> _TAREAS DEL EJERCICIO_
a) Según el texto sobre la política argentina, ¿a qué lugar convocó Raúl Alfonsín para combatir un golpe de Estado?
b) Continúa, por favor, el texto sobre la política argentina a partir de su última oración.

> _TEXTO PROPORCIONADO_
══════════
A cada tramo de la travesía por las cimas y simas del serrucho le correspondió una visión del mundo. Más aún, cada momento dentro de cada subida o bajada encontró un punto de vista identificatorio. Algo lógico si se tiene en cuenta que el panorama no puede resultar igual desde el pie que desde lo alto de la montaña.
Desfilaron así movimientos históricos, fulminantes ingresos al primer mundo, libanizaciones y estallidos de disgregación nacional. Todo condimentado con los correspondientes pronósticos de cataclismos (siempre acertados) terminales (siempre fallidos).
Pero entre tanta etiqueta diferente, en esos diecisiete años se mantuvo una constante.
Una bisagra que quedó patéticamente al desnudo cuando Raúl Alfonsín convocó a Plaza de Mayo para combatir un golpe de Estado del establishment (afirmando la necesaria sujeción de la economía a la política) y terminó repartiendo cascos para las trincheras de la “economía de guerra” (en una rendición sin atenuantes de la política frente a la economía).
Su gobierno se transformó entonces, como tan bien reflejaron sus ojeras, en una larga agonía. Una agonía que Carlos Menem convirtió en carnaval con el sencillo recurso de eliminar cualquier atisbo de culpa o escrúpulo. La economía seguía al mando, ya no por necesidad sino por placer.
Nadie depositó demasiadas expectativas en el encumbramiento de la Alianza. La precariedad de la situación no permitía promesas ni votantes crédulos. Sólo exigía un cambio: rescatar de su exilio a la política.
══════════
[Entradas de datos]
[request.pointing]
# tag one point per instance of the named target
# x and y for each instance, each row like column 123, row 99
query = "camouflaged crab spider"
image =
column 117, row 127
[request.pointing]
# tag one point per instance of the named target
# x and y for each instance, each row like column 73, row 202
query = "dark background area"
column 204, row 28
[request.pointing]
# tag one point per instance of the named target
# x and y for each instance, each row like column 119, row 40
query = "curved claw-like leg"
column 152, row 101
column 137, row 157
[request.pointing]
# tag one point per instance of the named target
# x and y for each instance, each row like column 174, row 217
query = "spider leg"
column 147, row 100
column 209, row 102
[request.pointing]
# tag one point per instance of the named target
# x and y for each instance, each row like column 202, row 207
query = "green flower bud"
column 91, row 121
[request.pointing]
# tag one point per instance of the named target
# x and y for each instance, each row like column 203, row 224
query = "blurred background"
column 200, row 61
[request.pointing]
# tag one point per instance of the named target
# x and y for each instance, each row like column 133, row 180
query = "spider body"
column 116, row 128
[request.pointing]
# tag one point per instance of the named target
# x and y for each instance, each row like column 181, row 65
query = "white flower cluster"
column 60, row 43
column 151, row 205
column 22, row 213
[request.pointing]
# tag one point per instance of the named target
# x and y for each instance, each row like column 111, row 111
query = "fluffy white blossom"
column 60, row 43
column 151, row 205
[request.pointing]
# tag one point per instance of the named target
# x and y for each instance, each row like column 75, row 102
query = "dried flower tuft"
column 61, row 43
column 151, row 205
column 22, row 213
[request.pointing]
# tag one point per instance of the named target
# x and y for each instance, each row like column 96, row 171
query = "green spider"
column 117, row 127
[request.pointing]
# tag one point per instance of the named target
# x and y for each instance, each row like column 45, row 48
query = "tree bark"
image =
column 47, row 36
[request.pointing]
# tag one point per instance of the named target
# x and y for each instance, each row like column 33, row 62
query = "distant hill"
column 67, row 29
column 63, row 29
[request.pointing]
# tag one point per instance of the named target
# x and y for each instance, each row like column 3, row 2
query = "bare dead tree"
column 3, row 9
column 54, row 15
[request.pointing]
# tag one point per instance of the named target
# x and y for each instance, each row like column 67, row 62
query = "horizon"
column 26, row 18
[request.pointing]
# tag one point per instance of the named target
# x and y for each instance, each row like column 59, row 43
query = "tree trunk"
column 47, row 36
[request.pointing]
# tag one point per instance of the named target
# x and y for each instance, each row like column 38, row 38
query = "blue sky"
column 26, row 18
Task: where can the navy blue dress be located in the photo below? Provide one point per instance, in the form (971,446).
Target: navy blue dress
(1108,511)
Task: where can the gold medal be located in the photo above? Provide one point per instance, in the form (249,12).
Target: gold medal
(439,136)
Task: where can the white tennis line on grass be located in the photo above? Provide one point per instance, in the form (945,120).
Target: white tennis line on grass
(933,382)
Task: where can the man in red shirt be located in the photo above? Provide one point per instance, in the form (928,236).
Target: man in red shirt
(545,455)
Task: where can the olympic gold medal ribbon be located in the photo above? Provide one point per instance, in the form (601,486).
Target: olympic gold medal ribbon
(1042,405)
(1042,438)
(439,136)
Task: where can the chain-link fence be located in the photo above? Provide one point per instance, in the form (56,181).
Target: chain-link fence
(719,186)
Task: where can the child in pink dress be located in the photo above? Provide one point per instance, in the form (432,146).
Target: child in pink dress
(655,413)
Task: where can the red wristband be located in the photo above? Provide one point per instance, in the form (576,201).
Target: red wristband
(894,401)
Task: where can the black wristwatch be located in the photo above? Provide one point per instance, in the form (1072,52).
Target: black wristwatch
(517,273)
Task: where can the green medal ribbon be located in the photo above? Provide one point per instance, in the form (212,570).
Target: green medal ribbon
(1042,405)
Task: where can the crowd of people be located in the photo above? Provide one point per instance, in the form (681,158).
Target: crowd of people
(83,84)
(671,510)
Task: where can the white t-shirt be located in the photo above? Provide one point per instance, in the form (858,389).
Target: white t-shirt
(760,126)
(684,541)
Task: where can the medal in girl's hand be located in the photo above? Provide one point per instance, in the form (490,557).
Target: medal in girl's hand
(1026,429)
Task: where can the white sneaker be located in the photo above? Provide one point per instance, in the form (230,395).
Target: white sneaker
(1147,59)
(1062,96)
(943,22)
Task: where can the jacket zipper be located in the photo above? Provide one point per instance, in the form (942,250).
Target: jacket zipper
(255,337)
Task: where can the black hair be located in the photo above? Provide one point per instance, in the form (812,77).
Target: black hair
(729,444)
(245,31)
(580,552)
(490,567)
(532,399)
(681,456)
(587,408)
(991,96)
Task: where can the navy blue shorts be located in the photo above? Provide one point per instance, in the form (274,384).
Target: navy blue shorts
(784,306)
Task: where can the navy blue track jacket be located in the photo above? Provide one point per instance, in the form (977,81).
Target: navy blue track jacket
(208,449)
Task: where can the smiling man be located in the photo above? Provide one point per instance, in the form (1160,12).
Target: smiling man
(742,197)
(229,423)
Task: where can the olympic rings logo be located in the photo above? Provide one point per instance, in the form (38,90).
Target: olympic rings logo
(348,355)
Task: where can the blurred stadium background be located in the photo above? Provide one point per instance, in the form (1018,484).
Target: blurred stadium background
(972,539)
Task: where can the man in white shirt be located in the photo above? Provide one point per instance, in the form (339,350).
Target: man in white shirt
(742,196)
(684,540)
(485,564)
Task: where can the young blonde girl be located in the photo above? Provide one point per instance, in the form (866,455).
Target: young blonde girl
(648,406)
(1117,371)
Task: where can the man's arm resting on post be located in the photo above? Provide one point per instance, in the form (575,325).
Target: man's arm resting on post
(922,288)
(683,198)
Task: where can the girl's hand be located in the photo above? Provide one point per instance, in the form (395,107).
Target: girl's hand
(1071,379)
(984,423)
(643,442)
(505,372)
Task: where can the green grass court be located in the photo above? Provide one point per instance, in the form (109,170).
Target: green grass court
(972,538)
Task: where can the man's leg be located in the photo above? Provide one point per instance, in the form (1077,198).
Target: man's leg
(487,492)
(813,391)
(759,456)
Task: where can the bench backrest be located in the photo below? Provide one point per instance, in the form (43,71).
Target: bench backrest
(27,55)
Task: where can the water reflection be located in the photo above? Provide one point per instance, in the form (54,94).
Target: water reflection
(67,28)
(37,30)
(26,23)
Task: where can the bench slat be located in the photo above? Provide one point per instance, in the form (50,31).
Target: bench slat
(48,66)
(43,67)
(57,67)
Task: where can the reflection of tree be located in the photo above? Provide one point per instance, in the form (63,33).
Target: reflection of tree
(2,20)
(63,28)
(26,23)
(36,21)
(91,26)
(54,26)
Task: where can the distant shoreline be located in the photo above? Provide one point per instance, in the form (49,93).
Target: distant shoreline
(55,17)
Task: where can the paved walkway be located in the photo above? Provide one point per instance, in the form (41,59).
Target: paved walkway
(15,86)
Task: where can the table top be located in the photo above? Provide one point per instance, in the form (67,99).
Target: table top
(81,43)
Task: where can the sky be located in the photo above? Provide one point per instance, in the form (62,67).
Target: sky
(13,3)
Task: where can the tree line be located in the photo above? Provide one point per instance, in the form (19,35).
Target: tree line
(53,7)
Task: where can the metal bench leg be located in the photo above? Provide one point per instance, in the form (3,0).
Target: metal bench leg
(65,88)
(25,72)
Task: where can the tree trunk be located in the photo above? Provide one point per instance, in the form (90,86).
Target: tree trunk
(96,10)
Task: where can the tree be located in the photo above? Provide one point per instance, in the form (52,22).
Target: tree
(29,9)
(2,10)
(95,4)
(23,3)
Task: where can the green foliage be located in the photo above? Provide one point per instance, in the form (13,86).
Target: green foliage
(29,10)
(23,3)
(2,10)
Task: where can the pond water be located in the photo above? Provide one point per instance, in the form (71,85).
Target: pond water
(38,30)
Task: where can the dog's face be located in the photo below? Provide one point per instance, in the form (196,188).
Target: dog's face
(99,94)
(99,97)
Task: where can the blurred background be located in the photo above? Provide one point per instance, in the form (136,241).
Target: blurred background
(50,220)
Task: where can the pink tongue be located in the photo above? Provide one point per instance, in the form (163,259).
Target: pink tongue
══════════
> _CONJUNTO DE RESPUESTAS_
a) A Plaza de Mayo.

b)
El primer gabinete de la Alianza dejó claro que ni siquiera eso pasaría. La mitad de los asientos fueron ocupados por economistas mimados del establishment. Sin contar al asesor estrella del presidente, que fue el encargado de aceitar la maquinaria con fondos negros.
Librada a sus principales beneficiarios la economía recorrió sin trabas el camino del infierno, un camino empedrado de ridículas ganancias hasta el mismo día del estallido. En el altar del “círculo virtuoso”, que un sincero Fernando de la Rúa proclamó en su discurso de presentación, se sacrificó hasta el más pequeño atisbo de sentido común. Y ya en franca retirada, para recuperar al enfermo se recurrió a los mismos médicos y los mismos remedios que lo habían sangrado hasta extenuarlo. La hiperrecesión –que vale la pena recordar comenzó en 1998 y se mantuvo hasta 2002– se llevó casi 20 puntos del PBI y dejó a más de la mitad de la población en la pobreza y casi un tercio en la indigencia. Desde entonces, el trabajoso repecho del serrucho volvió a la primera plana de los diarios. Crecimiento del 8,5 por ciento en 2003, promesas de otro fuerte empujón en 2004. Pero quizá sea mejor poner el acento en algo menos palpable aunque seguramente menos efímero: el cambio de la agenda en la discusión pública.
El estallido de las recetas neoliberales no consiguió enterrarlas, basta repasar el discurso del FMI y de todos los economistas y políticos locales que las repiten, y hasta el de los que desde la izquierda alertan sobre la peligrosidad de intentar el desafío. Aunque sí alcanzó para recuperar el sentido de la política, de la importancia de la voluntad sobre los dictados del mercado. En los últimos tiempos nos descubrimos discutiendo lo indiscutible. El rol del Estado en la economía, planes universales para terminar con la indigencia, alternativas para la creación de empleo, políticas activas de desarrollo industrial. Mejor dicho, discutiendo aquello que sólo unos pocos consideraban discutible.

Cuando despertó, la Argentina todavía estaba allí.
Dentro de diecisiete años la paráfrasis del ínfimo cuento de Monterroso podrá ser escrita otra vez. Pero la interpretación que entonces le darán los posibles lectores dependerá de cómo se corporice en gestión el actual debate de esa nueva agenda. Todavía es demasiado temprano para anticipar si entonces será tras un sueño o tras otra pesadilla.